**EXERCISE INSTRUCTIONS**
In the records below, locate the line containing "# locate yellow"; output that line and every following line through the last, exactly.
-- Begin INPUT DATA --
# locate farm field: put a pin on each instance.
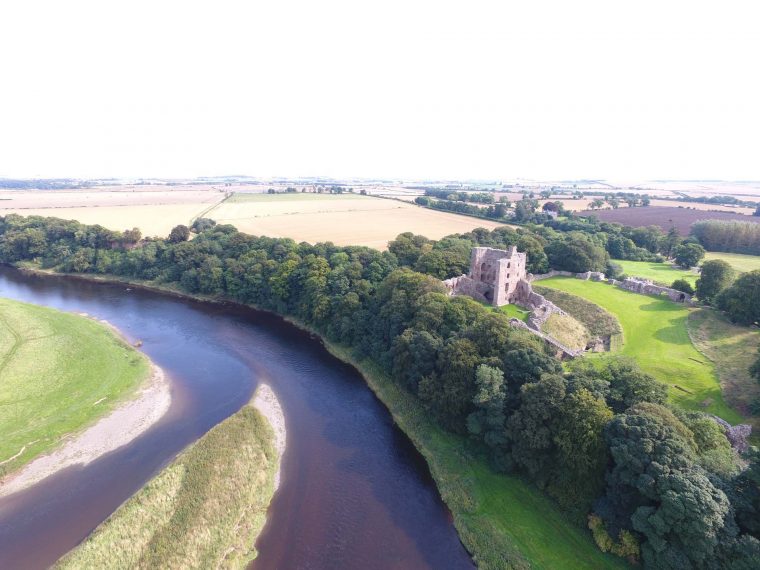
(733, 349)
(663, 273)
(681, 218)
(45, 392)
(739, 262)
(344, 219)
(655, 334)
(202, 511)
(152, 220)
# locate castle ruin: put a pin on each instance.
(494, 276)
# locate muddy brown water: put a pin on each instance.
(354, 494)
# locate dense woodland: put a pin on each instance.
(662, 485)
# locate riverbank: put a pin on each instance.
(118, 428)
(205, 509)
(57, 412)
(503, 521)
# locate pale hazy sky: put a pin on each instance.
(411, 89)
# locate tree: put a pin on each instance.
(672, 240)
(682, 285)
(580, 442)
(715, 276)
(688, 255)
(408, 248)
(741, 301)
(488, 419)
(179, 233)
(202, 224)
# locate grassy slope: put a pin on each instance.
(598, 321)
(45, 391)
(202, 511)
(663, 273)
(567, 330)
(738, 261)
(655, 335)
(733, 349)
(502, 520)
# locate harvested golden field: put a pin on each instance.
(157, 220)
(345, 219)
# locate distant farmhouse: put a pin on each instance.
(494, 276)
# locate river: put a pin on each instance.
(354, 494)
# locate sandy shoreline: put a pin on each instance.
(266, 402)
(111, 432)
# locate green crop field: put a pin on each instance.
(655, 334)
(203, 511)
(663, 273)
(59, 372)
(739, 262)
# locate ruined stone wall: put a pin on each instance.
(646, 287)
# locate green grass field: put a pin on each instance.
(59, 372)
(733, 349)
(655, 334)
(663, 273)
(504, 521)
(205, 510)
(742, 263)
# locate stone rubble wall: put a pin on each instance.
(562, 350)
(632, 284)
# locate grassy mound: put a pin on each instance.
(515, 312)
(502, 520)
(45, 391)
(567, 330)
(655, 334)
(203, 511)
(597, 321)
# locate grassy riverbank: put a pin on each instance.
(502, 520)
(59, 373)
(202, 511)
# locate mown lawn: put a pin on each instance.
(733, 349)
(503, 521)
(59, 372)
(655, 334)
(739, 262)
(663, 273)
(205, 510)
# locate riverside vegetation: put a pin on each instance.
(663, 483)
(202, 511)
(45, 392)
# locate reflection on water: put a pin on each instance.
(354, 494)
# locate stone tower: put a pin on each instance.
(494, 275)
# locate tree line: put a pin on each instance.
(662, 485)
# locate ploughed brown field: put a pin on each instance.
(681, 218)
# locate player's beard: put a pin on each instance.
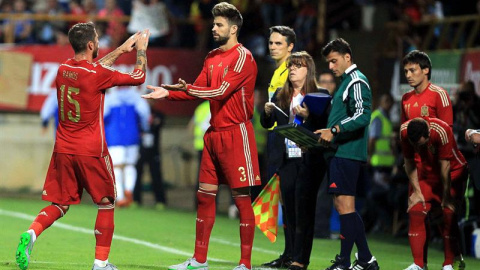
(221, 40)
(95, 53)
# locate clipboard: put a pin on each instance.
(317, 103)
(298, 134)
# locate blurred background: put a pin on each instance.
(33, 41)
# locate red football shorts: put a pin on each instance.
(68, 175)
(230, 157)
(432, 190)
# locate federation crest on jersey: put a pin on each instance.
(432, 149)
(225, 70)
(424, 110)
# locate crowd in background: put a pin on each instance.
(174, 23)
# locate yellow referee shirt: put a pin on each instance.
(280, 76)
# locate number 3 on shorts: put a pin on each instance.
(72, 101)
(243, 178)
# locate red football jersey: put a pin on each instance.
(81, 92)
(228, 81)
(441, 145)
(432, 102)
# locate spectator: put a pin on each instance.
(46, 32)
(299, 172)
(326, 80)
(381, 160)
(126, 117)
(202, 19)
(23, 27)
(115, 28)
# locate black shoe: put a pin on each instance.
(281, 262)
(371, 265)
(297, 267)
(338, 264)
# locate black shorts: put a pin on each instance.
(343, 175)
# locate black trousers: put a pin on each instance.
(153, 159)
-- End INPUT DATA --
**TASK RESULT**
# locate yellow referee shirt: put a pin on each instance.
(280, 76)
# locate number 3 on shorts: put a pin on each instance.
(72, 101)
(243, 178)
# locate red football jersey: put a pin on each instance.
(81, 92)
(228, 81)
(441, 145)
(432, 102)
# locate spectator: put a pin on each instance.
(46, 32)
(299, 172)
(326, 80)
(381, 160)
(126, 117)
(202, 19)
(23, 27)
(115, 28)
# locate black shoe: put a pin on each instance.
(281, 262)
(371, 265)
(297, 267)
(338, 264)
# locate black shorts: put a pin on each instance.
(343, 175)
# locate black trousers: put a pin on each instance.
(153, 159)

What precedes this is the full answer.